◆ Your objective
Set out every line of the records below as a Markdown table with two columns, Row and Line, numbering the rows in order and leaving out any blank lines.

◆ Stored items
********************
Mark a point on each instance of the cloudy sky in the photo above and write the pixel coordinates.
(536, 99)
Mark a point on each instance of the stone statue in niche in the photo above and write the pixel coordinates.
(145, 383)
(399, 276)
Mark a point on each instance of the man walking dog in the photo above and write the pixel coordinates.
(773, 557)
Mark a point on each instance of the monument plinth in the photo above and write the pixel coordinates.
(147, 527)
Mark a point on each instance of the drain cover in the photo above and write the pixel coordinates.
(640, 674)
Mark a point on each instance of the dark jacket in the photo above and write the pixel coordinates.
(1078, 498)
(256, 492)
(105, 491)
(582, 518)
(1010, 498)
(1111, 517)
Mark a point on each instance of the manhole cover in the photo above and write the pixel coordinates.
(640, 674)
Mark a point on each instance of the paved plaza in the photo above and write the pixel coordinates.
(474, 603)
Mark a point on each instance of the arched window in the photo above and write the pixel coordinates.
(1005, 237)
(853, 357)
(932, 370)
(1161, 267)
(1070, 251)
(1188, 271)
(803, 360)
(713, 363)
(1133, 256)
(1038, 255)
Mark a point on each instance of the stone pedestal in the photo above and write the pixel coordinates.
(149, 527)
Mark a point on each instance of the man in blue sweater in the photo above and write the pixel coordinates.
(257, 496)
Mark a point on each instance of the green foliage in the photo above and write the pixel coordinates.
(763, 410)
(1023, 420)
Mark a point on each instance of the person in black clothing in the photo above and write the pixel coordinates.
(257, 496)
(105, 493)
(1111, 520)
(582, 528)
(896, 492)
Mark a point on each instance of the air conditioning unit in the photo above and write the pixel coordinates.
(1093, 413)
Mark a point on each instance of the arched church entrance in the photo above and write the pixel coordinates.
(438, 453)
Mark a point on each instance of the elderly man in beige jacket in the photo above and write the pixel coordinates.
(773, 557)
********************
◆ Task result
| Row | Line |
|---|---|
| 1 | Mark a point on each instance of the cloudy sky in the photo above and write the pixel coordinates. |
| 2 | (536, 99) |
| 3 | Mark a point on each instance of the stone statue in niche in the photo above and write the pixel coordinates. |
| 4 | (145, 383) |
| 5 | (399, 276) |
| 6 | Mark a point on each instance of the man walking dog in the photo above and write the pixel coordinates. |
| 7 | (773, 557) |
| 8 | Mark a point on each instance of the monument plinth in the photo above and write the pixel coordinates. |
| 9 | (147, 527) |
| 10 | Mark a point on each instance of the drain cover in the photo above and write the pixel coordinates. |
| 11 | (640, 674) |
| 12 | Mark a point on each instance of the dark jacket in the photo above and write the pixel coordinates. |
| 13 | (1078, 498) |
| 14 | (256, 492) |
| 15 | (105, 491) |
| 16 | (582, 518) |
| 17 | (1010, 498) |
| 18 | (1111, 517) |
| 19 | Mark a point on each instance of the manhole cover in the photo above and write the pixel coordinates. |
| 20 | (640, 674) |
| 21 | Mark a point on each instance of the paved plaza in the photo above and write the pixel coordinates. |
| 22 | (474, 603) |
| 23 | Mark a point on each instance of the arched window in the photo above and write the pixel coordinates. |
| 24 | (1005, 237) |
| 25 | (853, 357) |
| 26 | (932, 370) |
| 27 | (1161, 267) |
| 28 | (1070, 251) |
| 29 | (1188, 271) |
| 30 | (803, 360) |
| 31 | (713, 363) |
| 32 | (1133, 256) |
| 33 | (1038, 255) |
| 34 | Mark a point on each instance of the stone pedestal in the photo above and write the pixel coordinates. |
| 35 | (149, 527) |
| 36 | Mark a point on each instance of the man in blue sweater in the photo above and write the pixel coordinates. |
| 37 | (257, 496) |
| 38 | Mark a point on each instance of the green foliage in the photo above and write the pixel coordinates. |
| 39 | (763, 410) |
| 40 | (1023, 420) |
| 41 | Mark a point on each instance of the person in black clothing in the photo above and write the pixel coordinates. |
| 42 | (257, 496) |
| 43 | (105, 493) |
| 44 | (1111, 520) |
| 45 | (582, 528) |
| 46 | (896, 492) |
| 47 | Mark a point on each instance of the air conditioning unit in the photo above and write the pixel coordinates. |
| 48 | (1093, 413) |
| 49 | Mark a point on each instance of the arched church entrance in the photo above and write the pixel coordinates. |
| 50 | (438, 453) |
| 51 | Mark a point on each instance of the elderly man in beige jacket in the photo above and write the pixel coordinates. |
| 52 | (773, 557) |